## Requirements
Using the passage about the Cody Dock bridge, explain in one to three sentences why the GDP needed a solution for the dam at the dock entrance.

## Supplied passage
══════════════════════════════

A major milestone in that project will be the re-flooding of the dock itself.

With the junk cleared and the polluted sludge beneath painstakingly removed, the GDP always knew it needed to sort out a solution to the crude dam that currently provides a bridge over the dock entrance, but also blocks access from the tidal waters of the river.

GDP co-founder and CEO Simon Myers had duly found an off-the-shelf rising bascule bridge from Holland that would do the job – bridging the gap and opening when necessary to let ships in.

Planning permission was applied for and granted. But then something happened.

Bridge designer Thomas Randall-Page
Bridge designer Thomas Randall-Page

“It always starts with a conversation in a pub, doesn’t it?” said Thomas Randall-Page, designer of Cody Dock’s rolling bridge.

“Somebody told me Simon was building a new bridge, that it was a product from Holland and that it wasn’t the most interesting thing.

“I didn’t have any work at the time – I’d just quit my job to set up my own practice and I approached Simon and asked if I could counter-propose something that people would come and visit rather than just walk across.

══════════════════════════════

## Extracted information
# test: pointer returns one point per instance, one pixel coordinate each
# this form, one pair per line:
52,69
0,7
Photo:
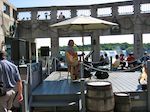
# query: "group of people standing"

══════════════════════════════

## Solution to this exercise
The crude dam serves as a bridge over the dock entrance, but it also blocks access from the river's tidal waters. A replacement had to bridge the gap and also open when necessary to let ships in.